> [WHAT IS NEEDED]
Reproduce the entries. Match every word.

Excerpts from a dataset:
[Start of section]
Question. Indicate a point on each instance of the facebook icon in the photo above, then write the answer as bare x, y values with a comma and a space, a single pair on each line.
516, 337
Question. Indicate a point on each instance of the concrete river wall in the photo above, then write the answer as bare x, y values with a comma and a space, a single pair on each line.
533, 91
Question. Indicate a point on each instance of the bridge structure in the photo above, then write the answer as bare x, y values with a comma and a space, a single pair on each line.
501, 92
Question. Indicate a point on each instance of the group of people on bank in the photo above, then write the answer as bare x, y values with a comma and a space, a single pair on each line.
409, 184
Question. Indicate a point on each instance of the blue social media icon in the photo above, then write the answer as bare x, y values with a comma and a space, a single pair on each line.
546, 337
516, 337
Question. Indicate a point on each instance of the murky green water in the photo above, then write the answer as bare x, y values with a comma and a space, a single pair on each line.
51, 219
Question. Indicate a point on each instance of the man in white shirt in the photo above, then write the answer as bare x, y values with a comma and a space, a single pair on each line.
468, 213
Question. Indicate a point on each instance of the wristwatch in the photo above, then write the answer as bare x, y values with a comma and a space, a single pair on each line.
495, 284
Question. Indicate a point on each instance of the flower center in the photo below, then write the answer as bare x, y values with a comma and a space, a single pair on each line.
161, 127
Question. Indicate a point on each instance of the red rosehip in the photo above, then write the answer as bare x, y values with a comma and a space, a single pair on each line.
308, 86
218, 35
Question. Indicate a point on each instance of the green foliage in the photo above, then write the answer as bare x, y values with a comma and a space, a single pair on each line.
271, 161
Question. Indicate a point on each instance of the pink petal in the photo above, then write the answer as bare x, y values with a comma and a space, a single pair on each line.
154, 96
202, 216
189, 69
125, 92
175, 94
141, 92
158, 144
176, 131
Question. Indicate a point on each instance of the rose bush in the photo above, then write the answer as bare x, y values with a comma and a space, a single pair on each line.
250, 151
[End of section]
> [ANSWER TO THE EXERCISE]
Question. Indicate a point on each instance of the facebook icon in the photo above, then write the answer as bare x, y values with a comma and a space, a single pair on each line.
516, 337
Question. Indicate a point on each instance of the concrete river wall in the photo above, then write the answer as bare x, y values with a comma and a space, a single pair on each line.
533, 91
Question. Indicate a point on each instance of the bridge structure in the photo above, then write the answer as bare x, y values with a comma and a space, a single pair on each line.
501, 92
Question. Indicate a point on each instance of the group of people on bank in the photo above, then write the answer as bare x, y values with a comma and a space, a single pair on each line.
409, 184
Question. Indicate a point on each instance of the blue social media icon in the photo above, then write the answer as bare x, y values with a comma and a space, a single pair on each line.
546, 337
516, 337
Question. Indicate a point on each instance of the murky green water in the photo above, then write the answer as bare x, y values with a comma and a space, a single pair on each line.
51, 219
Question. Indicate a point on each instance of the man in white shirt in the photo above, then write the answer as bare x, y values with a comma and a space, a single pair on each line.
468, 213
Question. Indicate a point on each instance of the wristwatch in the photo above, then write the answer as bare x, y values with a comma and a space, a single pair on each line.
495, 284
Question. Indicate a point on each instance of the flower center in the photo below, then write the answer as bare x, y values with a comma and a space, a single pair on each line.
161, 127
Question. Indicate a point on each instance of the red rosehip in the photo above, then write the answer as bare x, y values with a comma and a space, a single pair on each line.
308, 86
218, 35
Question. Indicate a point on each instance of the green foliage in the photo above, then write the answer as bare x, y values with a comma and a space, a single pair on each line.
271, 161
Question. Indicate a point on each instance of the pink petal in the photo above, then write the answer as bare x, y values with a comma and a space, a single pair on each line.
154, 96
202, 216
189, 69
125, 92
175, 94
141, 92
158, 144
176, 131
Question. Indicate a point on each instance of the rose bush in the photo above, then write the answer as bare x, y values with a comma and a space, a single pair on each line.
250, 151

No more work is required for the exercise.